# Sears Refuses To Fix Lemon Lawn Tractor



## golddust (Jan 2, 2005)

We've had a Sears Lawn Tractor for about three years now and, we swear the thing is cursed. It's been nothing but trouble culminating in the engine completely failing. Sears expects us to pay to replace it - yeah right! The tractor has seen maybe six months of service in 3 years. Our 14 years old Sear Lawn Tractor runs like a dream but the mowing deck is shot. We reported them to the state's customer service bureau here in Florida, but they haven't been able to get any satisfaction. Sears just refuses to cooperate with anyone. We could take them to small claims court but even if the verdict is in our favor, the courts don't enforce collection - can you believe that!?!


----------



## JohnWill (Oct 19, 2002)

And this would relate to DIY how?


----------



## GoneForNow (Jul 22, 2001)

golddust said:


> Sears just refuses to cooperate with anyone. We could take them to small claims court but even if the verdict is in our favor, the courts don't enforce collection - can you believe that!?!


JohnWill....I'll will now make this into a DIY thread.

Golddust........Courts aren't collection agencies. You get the judgment you are expected to do what is necessary to collect. Should you get a judgment against Sears (unlikely) you would have to avail yourself of the various civil procedures available under Florida law to enforce that judgment, such as garnishment of a bank account, seizure of assets etc. Now you can go down to your local courthouse library and I'm sure you will find books detailing the steps necessary to obtain the satisfaction of your judgment once you obtain it. In fact, the books will explain in painful detail what you need to do to even file the suit. A little free advice, you will need to serve the resident agent in Florida for Sears. Usually, that is a corporation that Sears pays to act as its resident agent. You can find out who that is on the Internet by looking at the State of Florida corporation web site.


----------



## golddust (Jan 2, 2005)

We're trying to figure out another way of going about this. Small claims court alone will cost about $150 - that's almost 10% of what Sears wants to replace the engine. They want $1200 - what we paid for the entire lawn tractor.


----------



## n2gun (Mar 3, 2000)

Have you checked around locally to see if there is someome who rebuilds small engines? Just a thought. Perhaps someone retired looking to add to their income.


----------



## golddust (Jan 2, 2005)

Actually, what hubby is going to try next is to take the engine out of the old tractor and put it in the new one. The old one still purrs like a kitten after 14 years - no problems at all.


----------



## bearone2 (Jun 4, 2004)

Data extracted from a collection
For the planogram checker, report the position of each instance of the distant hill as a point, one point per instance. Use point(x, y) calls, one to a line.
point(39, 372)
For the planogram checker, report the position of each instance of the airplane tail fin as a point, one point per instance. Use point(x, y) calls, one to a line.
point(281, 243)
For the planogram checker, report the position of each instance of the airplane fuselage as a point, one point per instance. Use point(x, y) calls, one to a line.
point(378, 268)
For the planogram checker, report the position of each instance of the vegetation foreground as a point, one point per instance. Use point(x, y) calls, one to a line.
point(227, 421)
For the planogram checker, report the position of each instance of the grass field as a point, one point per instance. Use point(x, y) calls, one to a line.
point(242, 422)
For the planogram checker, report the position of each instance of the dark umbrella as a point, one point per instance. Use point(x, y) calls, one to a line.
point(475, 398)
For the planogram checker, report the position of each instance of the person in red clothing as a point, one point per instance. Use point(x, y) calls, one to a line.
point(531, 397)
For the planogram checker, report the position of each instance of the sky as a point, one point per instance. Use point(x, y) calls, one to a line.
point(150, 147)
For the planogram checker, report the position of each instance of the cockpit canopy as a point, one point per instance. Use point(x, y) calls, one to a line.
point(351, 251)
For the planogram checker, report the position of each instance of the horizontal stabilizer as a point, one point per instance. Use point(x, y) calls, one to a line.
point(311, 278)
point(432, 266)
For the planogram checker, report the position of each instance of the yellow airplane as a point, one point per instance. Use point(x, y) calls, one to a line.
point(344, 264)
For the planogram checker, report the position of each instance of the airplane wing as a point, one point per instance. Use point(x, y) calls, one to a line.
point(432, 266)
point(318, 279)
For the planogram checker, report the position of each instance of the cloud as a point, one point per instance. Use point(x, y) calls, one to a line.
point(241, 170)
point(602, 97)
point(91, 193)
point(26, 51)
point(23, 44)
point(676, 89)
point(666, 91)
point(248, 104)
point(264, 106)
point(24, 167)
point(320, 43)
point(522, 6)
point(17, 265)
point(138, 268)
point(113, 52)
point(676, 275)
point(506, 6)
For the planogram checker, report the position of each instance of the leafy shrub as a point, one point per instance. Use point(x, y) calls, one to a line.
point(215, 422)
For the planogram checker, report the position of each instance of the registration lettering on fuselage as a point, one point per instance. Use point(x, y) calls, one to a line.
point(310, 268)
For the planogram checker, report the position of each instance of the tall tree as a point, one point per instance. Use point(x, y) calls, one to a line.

- Directives
(a) List the usernames that appear as post headings in the forum thread about the Sears lawn tractor, each name once.
(b) Duplicate the rows, everything from the line containing "of the registration" down to the end of the rows.

- Solution list
(a)
golddust
JohnWill
GoneForNow
n2gun
bearone2

(b)
For the planogram checker, report the position of each instance of the registration lettering on fuselage as a point, one point per instance. Use point(x, y) calls, one to a line.
point(310, 268)
For the planogram checker, report the position of each instance of the tall tree as a point, one point per instance. Use point(x, y) calls, one to a line.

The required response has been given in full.